= Your objective =
Up to and including the line with "skyscraper?", please set down the entries below exactly, starting from the first line.

= Records for the exercise =
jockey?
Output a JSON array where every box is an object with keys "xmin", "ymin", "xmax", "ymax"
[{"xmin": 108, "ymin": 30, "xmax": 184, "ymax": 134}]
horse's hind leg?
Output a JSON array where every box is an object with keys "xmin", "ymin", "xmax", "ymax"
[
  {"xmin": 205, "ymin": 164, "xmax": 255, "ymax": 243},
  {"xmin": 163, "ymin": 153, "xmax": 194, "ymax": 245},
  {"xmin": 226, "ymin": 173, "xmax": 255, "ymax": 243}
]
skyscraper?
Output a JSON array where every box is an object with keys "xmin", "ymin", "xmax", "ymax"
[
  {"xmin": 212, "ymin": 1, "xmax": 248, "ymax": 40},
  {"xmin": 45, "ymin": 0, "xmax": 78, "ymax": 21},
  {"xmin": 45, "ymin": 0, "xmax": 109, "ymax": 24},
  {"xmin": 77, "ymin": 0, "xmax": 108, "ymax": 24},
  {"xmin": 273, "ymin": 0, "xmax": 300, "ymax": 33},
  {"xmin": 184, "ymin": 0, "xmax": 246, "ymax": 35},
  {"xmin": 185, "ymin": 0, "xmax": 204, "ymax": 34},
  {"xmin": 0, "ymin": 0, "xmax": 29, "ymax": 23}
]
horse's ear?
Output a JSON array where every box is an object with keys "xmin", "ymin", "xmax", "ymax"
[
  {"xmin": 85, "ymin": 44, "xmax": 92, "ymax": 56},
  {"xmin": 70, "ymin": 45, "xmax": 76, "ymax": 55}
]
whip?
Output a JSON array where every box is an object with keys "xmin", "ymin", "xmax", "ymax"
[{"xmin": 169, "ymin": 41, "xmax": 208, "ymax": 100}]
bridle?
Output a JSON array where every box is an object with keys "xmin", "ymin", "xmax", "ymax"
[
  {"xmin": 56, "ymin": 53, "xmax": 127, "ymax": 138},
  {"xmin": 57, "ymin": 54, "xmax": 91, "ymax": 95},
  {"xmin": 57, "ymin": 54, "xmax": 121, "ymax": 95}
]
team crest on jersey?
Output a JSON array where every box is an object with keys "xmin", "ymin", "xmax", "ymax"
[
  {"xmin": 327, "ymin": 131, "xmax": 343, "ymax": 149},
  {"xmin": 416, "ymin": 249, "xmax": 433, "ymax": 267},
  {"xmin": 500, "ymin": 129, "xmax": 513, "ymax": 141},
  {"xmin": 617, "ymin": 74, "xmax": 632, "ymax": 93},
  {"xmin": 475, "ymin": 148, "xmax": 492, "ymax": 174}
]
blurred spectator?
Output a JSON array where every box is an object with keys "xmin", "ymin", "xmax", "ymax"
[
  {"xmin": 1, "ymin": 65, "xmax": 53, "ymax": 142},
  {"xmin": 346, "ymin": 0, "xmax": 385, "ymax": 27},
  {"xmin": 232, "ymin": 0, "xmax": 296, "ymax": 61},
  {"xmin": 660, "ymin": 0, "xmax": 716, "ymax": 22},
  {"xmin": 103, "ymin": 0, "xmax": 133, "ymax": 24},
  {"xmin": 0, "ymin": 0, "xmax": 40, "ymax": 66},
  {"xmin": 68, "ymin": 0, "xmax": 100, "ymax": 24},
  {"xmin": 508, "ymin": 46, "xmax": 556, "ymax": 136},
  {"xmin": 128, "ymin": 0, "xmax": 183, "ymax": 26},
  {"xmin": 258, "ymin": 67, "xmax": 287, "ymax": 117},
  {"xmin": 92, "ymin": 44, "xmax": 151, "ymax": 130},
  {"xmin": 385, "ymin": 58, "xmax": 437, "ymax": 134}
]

= Solved problem =
jockey?
Output a JSON array where every box is an object with keys "xmin", "ymin", "xmax", "ymax"
[{"xmin": 108, "ymin": 30, "xmax": 184, "ymax": 134}]
horse's hind leg?
Output a JSON array where every box is an object with keys "xmin", "ymin", "xmax", "ymax"
[
  {"xmin": 205, "ymin": 164, "xmax": 255, "ymax": 243},
  {"xmin": 163, "ymin": 153, "xmax": 194, "ymax": 245},
  {"xmin": 226, "ymin": 173, "xmax": 255, "ymax": 243}
]
skyscraper?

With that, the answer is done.